-- TEXTE SOURCE --
····················

Nous avons une histoire particulière avec le papier. Pas les feuilles au format A4 qui sortent de l’imprimante, mais le papier un peu froissé d’avoir été beaucoup lu, qui porte encore la trace de mots intemporels ou l’expression passée d’une âme chère à nos cœurs et qui nous a quittés. De ce papier dont sont faits les rêves, les récits et l’histoire.

Le papier est le support de nos mots aussi bien publics que privés. En 2005, dans la cave d’un avocat suisse, on a retrouvé une riche collection de lettres anciennes.  L’un d’elle était adressée par Napoléon Bonaparte à sa future épouse, Joséphine de Beauharnais, alors qu’ils venaient de se quereller au sujet des préparatifs de leur mariage : « Je le sens bien, si nous avons des disputes ensemble, tu devrais récuser mon cœur… As-tu seulement pensé deux fois à moi ? ». Une autre est de la main de la romancière victorienne, Charlotte Brontë, qui commente une critique négative de son dernier livre : « quand on leur demande de critiquer des œuvres de fiction, ils sont comme un sourd à qui l’on demande d’écouter de la musique ou un aveugle à qui l’on demande son avis sur une peinture. »

Ces papiers nous donnent à vivre ces figures historiques, leurs émotions, leur voix, comme si nous pouvions les entendre ou les toucher. Pourtant, le papier est aussi fragile que sa force évocatrice est puissante ; le risque est grand de l’abîmer, de le perdre, qu’il tombe entre de mauvaises mains. Et bien souvent, on ne ressent la blessure de la perte qu’une fois qu’il est trop tard.

Une récente étude européenne auprès de consommateurs[i] révèle qu’on ne mesure l’importance de certains documents papier qu’après les avoir perdus. C’est le cas des photos d’un premier amour (n°3 dans la liste des regrets, à 12 %) ou de la déclaration d’un(e) ex prétendant(e) (regretté par 7 % des sondés). Aucun ne rivalise avec la tête de liste des papiers que l’on chérit le plus et que l’on garde jalousement : les photos de proches qui nous ont quitté et les manifestations d’affection de personnes que nous fréquentons toujours.

Si le temps et les circonstances influencent ce qui est cher à notre cœur, il apparaît que ce qui compte le plus aujourd’hui ne le sera peut-être plus demain. A nous de conserver nos papiers les plus précieux avec soin, dans un lieu où nous savons qu’ils résisteront au temps et que nous les retrouverons quand nous en aurons besoin.

En tant que professionnels de l’information, nous sommes des spécialistes de la gestion responsable des documents papier, de l’archivage et de la numérisation, ce qui suppose de conserver les archives papier dans des coffres sécurisés, à la température contrôlée et, si possible, de les scanner pour les transformer en dossiers électroniques, faciles à protéger, à consulter et à partager, sans risque pour leur préservation. Nous collaborons avec des organisations afin de numériser des documents anciens importants. Les dernières volontés des soldats de la première guerre mondiale, par exemple, qui ont été mises en ligne récemment. Une fois ces documents scannés, il devient possible pour les descendants et les universitaires d’y faire des recherches et de transformer ces fragments d’histoire disparates en un fonds commun de savoir et de sagesse.

····················

[Éléments conservés d'une collection]

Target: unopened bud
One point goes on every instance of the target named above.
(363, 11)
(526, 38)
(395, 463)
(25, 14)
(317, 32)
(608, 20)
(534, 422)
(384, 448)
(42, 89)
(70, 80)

····················

Relevez, s'il vous plaît, toutes les personnes nommées dans le texte sur le papier.

-- RÉPONSE ÉCRITE --
Napoléon Bonaparte ; Joséphine de Beauharnais ; Charlotte Brontë